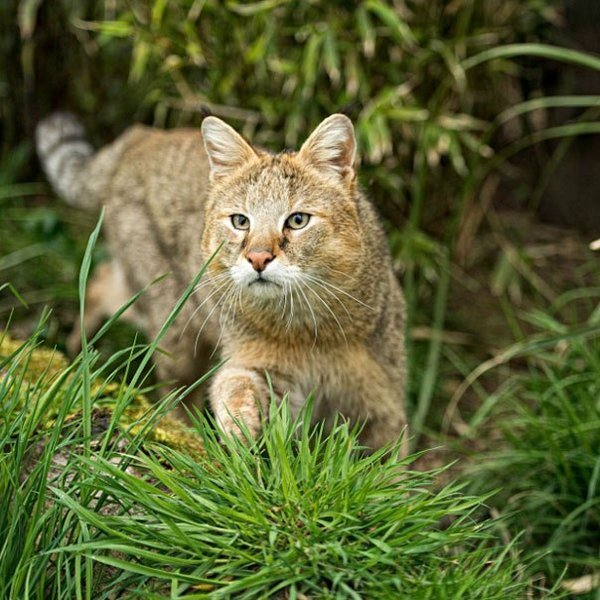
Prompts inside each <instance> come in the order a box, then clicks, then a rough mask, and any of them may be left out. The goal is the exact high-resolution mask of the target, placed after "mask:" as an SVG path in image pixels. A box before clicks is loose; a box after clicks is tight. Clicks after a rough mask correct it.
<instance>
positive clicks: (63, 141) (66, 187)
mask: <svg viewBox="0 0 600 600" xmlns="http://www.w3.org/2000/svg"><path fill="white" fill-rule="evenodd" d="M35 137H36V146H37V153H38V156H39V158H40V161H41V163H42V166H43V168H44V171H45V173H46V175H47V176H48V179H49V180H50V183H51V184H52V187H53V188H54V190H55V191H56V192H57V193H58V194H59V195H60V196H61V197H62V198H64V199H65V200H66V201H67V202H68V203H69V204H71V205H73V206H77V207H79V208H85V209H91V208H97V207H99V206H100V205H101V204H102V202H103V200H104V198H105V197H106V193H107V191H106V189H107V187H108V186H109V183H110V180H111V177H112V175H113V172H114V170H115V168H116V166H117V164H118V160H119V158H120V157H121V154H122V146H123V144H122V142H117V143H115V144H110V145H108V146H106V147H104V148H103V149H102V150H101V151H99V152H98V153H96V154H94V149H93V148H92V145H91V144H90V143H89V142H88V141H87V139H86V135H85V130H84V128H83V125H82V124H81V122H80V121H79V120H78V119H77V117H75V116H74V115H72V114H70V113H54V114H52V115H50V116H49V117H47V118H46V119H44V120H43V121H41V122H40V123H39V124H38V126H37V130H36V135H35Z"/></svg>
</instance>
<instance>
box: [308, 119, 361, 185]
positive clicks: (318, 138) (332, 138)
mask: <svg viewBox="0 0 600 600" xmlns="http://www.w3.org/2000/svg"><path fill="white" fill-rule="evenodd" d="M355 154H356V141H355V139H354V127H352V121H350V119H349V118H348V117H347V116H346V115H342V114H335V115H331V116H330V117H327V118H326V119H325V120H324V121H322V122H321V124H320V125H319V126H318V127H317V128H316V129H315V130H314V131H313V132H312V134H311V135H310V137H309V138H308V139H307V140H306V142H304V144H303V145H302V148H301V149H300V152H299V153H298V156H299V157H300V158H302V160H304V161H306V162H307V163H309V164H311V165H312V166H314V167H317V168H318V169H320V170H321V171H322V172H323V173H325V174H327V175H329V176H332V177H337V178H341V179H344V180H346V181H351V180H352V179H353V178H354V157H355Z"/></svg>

⁂

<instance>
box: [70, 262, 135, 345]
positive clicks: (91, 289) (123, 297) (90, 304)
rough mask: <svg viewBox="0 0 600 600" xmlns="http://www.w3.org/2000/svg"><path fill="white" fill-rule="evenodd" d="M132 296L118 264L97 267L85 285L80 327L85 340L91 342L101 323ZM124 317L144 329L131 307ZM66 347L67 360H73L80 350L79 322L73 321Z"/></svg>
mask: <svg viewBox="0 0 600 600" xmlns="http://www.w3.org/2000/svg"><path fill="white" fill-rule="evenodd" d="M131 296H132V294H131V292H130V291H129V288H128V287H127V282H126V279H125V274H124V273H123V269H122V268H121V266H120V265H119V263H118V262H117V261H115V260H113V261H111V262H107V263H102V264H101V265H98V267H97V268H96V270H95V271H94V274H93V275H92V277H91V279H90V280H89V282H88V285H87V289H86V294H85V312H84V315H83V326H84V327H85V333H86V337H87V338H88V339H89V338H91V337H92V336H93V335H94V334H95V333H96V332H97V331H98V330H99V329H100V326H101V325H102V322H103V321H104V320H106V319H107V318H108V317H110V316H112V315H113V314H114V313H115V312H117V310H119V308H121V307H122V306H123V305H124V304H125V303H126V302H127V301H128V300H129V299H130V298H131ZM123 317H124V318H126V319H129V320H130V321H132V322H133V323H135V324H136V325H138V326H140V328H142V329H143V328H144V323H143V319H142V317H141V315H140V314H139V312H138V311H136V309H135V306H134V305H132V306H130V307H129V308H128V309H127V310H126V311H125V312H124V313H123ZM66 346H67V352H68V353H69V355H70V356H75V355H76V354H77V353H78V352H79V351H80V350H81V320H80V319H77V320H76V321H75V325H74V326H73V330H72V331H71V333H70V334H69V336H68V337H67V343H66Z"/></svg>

⁂

◆ **What you have to do**
For the listing above, print only the lines starting at the line containing "box: [70, 262, 135, 345]" and ending at the line containing "positive clicks: (91, 289)", exactly, both included.

◆ **Answer to the exercise**
box: [70, 262, 135, 345]
positive clicks: (91, 289) (123, 297) (90, 304)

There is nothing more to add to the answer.